* _Given problem_: Starting at the line that contains "Point out the river" and ending at the last line of the entries, write out every line again, requests included. Offset each coordinate in the answers by adding 46, and leave the sample numbers in the requests as they are.
——
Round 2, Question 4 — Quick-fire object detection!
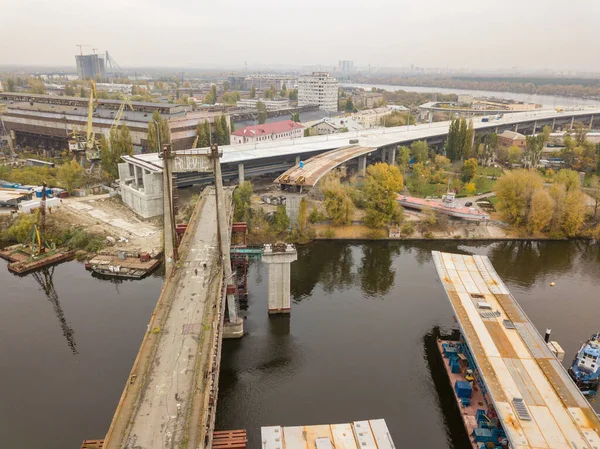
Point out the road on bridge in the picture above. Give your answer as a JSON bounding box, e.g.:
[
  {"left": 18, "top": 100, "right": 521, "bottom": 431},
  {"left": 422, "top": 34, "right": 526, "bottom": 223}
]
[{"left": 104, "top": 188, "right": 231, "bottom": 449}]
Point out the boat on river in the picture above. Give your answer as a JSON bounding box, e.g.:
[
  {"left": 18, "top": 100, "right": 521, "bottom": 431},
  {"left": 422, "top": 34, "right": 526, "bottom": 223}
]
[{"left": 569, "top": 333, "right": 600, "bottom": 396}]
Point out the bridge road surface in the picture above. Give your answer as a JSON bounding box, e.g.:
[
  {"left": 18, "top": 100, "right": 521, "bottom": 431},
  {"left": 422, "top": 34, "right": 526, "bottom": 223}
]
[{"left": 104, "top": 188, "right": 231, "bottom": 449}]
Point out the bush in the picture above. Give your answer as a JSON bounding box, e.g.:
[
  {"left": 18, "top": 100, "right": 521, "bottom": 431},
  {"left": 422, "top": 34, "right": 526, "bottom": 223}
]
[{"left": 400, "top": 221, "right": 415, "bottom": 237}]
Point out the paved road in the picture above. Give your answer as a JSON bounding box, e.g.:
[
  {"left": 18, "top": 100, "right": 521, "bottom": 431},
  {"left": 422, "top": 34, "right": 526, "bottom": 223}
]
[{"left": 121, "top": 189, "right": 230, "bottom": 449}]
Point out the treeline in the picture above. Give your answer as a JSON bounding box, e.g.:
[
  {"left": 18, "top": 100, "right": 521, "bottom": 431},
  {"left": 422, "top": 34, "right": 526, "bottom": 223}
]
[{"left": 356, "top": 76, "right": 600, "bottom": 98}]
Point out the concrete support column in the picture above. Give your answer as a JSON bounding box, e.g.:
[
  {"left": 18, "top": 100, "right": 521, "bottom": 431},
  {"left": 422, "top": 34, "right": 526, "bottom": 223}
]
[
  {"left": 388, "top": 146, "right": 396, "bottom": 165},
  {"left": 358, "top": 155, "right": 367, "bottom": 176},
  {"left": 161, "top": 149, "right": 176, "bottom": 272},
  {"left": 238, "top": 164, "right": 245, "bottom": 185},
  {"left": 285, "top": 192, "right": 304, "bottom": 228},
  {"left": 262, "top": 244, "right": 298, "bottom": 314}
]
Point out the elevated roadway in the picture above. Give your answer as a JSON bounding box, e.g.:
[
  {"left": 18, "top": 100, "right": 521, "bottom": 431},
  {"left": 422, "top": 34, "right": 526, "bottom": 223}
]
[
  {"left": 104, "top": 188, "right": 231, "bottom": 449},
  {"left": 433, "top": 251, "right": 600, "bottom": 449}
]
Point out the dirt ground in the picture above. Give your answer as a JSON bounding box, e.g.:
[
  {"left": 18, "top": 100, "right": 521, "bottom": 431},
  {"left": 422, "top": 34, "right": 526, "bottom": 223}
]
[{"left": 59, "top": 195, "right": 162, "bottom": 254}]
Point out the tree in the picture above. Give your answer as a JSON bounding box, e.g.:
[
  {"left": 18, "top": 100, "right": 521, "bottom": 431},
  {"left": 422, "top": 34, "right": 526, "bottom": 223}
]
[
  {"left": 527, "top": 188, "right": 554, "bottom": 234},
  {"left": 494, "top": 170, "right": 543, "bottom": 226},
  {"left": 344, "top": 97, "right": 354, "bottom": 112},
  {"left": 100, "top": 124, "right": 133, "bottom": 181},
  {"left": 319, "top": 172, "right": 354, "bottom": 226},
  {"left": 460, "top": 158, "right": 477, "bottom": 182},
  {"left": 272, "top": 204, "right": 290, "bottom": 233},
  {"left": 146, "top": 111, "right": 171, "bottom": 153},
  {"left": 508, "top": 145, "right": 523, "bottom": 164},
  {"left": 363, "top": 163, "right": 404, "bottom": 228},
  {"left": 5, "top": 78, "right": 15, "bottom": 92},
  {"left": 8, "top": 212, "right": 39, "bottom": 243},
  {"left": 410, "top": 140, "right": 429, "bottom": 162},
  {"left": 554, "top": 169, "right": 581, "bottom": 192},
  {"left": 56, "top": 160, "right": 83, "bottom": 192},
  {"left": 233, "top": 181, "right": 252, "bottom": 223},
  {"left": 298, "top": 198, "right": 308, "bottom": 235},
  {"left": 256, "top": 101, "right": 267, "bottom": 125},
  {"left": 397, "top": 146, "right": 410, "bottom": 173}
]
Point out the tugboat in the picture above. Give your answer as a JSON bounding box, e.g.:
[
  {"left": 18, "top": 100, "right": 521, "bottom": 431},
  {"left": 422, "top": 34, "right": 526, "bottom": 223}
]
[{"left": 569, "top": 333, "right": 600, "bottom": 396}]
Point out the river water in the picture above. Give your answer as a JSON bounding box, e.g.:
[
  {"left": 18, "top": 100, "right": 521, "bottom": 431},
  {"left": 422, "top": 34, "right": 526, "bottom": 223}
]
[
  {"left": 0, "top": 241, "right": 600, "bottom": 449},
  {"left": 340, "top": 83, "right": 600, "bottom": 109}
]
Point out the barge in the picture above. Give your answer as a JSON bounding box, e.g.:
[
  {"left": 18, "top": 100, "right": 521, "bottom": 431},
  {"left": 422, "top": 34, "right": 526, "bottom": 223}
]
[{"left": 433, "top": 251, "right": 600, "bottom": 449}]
——
* _Solution to this exercise_:
Point out the river water in the picture above. Give your answer as a JSON bounding box, e.g.:
[
  {"left": 18, "top": 100, "right": 521, "bottom": 431},
  {"left": 422, "top": 34, "right": 526, "bottom": 223}
]
[
  {"left": 46, "top": 287, "right": 646, "bottom": 495},
  {"left": 386, "top": 129, "right": 646, "bottom": 155}
]
Point out the barge in the picture above. Give your answer as a JSON bounding box, e.g.:
[
  {"left": 18, "top": 100, "right": 521, "bottom": 431},
  {"left": 422, "top": 34, "right": 526, "bottom": 223}
]
[{"left": 479, "top": 297, "right": 646, "bottom": 495}]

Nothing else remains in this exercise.